Region pointing data –
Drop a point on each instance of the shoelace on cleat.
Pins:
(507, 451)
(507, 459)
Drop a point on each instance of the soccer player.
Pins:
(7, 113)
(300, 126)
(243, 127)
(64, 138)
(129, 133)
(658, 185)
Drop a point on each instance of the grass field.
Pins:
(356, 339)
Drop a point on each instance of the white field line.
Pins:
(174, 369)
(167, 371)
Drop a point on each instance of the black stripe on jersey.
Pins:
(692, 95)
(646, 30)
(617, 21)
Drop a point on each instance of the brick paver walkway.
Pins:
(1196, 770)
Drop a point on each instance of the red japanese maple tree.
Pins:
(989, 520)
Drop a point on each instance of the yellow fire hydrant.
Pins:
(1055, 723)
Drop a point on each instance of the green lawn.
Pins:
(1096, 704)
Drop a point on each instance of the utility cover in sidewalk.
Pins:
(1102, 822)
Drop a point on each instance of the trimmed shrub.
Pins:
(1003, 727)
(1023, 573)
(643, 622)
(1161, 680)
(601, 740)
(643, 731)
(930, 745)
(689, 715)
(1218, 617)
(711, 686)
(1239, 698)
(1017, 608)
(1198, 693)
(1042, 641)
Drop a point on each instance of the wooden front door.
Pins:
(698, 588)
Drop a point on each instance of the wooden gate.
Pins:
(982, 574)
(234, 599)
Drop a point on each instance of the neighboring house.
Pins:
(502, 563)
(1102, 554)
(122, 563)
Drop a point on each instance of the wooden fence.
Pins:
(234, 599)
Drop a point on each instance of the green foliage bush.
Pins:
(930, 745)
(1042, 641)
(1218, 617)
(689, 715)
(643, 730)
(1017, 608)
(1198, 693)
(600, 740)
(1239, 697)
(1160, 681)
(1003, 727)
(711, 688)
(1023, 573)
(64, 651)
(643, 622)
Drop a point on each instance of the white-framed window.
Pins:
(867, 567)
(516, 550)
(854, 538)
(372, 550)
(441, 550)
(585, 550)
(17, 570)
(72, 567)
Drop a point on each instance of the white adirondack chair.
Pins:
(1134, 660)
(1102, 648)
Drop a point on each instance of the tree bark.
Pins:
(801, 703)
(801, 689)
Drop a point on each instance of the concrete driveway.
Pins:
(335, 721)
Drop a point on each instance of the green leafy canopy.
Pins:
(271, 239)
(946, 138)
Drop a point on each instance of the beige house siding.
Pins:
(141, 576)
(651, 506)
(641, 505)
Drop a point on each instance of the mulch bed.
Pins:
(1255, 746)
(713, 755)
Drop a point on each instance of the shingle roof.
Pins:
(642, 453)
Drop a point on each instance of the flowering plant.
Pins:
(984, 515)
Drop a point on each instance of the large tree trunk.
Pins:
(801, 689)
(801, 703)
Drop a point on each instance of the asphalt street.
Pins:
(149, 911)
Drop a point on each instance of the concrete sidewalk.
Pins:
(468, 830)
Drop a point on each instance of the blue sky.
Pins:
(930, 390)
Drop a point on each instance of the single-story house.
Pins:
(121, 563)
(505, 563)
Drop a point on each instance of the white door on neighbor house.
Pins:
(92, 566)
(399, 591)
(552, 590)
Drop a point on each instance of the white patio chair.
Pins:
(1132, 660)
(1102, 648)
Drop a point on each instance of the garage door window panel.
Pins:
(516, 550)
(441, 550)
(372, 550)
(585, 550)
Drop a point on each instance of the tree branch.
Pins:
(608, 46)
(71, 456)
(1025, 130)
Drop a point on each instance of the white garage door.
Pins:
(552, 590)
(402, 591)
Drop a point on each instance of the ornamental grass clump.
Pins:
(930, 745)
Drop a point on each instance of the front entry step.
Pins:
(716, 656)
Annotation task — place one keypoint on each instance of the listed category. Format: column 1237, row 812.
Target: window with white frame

What you will do – Go through the data above from its first line and copy each line exactly, stopping once the line with "Drop a point on each instance of the tree bark." has been copied.

Output for this task –
Drop a point on each instance of the shoelace on cleat.
Pins:
(507, 451)
(507, 459)
Drop a point on each instance of the soccer player.
Pins:
(7, 113)
(300, 126)
(243, 127)
(64, 138)
(129, 133)
(658, 185)
Drop a point on each instance of the grass field.
Pins:
(356, 339)
Drop a point on each instance of the white field line.
Pins:
(174, 369)
(167, 371)
Drop a point on each instance of the black stripe on jersey.
Pins:
(692, 95)
(646, 30)
(617, 21)
Drop a point on each instance of the brick paver walkway.
Pins:
(1196, 770)
Drop a point on each instance of the red japanese maple tree.
Pins:
(989, 520)
Drop a point on each instance of the yellow fire hydrant.
Pins:
(1055, 723)
Drop a point on each instance of the green lawn.
Pins:
(1096, 704)
Drop a point on each instance of the utility cover in sidewalk.
Pins:
(1102, 822)
Drop a point on each instance of the trimmed shrub.
Pins:
(1003, 727)
(1023, 573)
(643, 622)
(1161, 680)
(601, 740)
(643, 731)
(930, 745)
(689, 715)
(1218, 617)
(711, 686)
(1239, 698)
(1017, 608)
(1198, 693)
(1042, 641)
Drop a point on each instance of the wooden front door.
Pins:
(698, 588)
Drop a point on each instance of the wooden gate.
Pins:
(982, 574)
(234, 599)
Drop a point on each instance of the neighboring house.
Pins:
(502, 563)
(1102, 554)
(122, 563)
Drop a point on each instance of the wooden fence.
Pins:
(234, 599)
Drop a point on each instance of the green foliage bush.
Pins:
(930, 745)
(1042, 641)
(1218, 617)
(689, 715)
(643, 730)
(1017, 608)
(1198, 693)
(600, 740)
(1239, 697)
(1160, 681)
(1003, 727)
(711, 688)
(1023, 573)
(64, 651)
(643, 622)
Drop a point on each instance of the white-framed window.
Pins:
(867, 567)
(516, 550)
(854, 538)
(372, 550)
(441, 550)
(585, 550)
(17, 570)
(72, 567)
Drop a point on each instance of the white adirondack chair.
Pins:
(1134, 660)
(1102, 648)
Drop a point on each instance of the tree bark.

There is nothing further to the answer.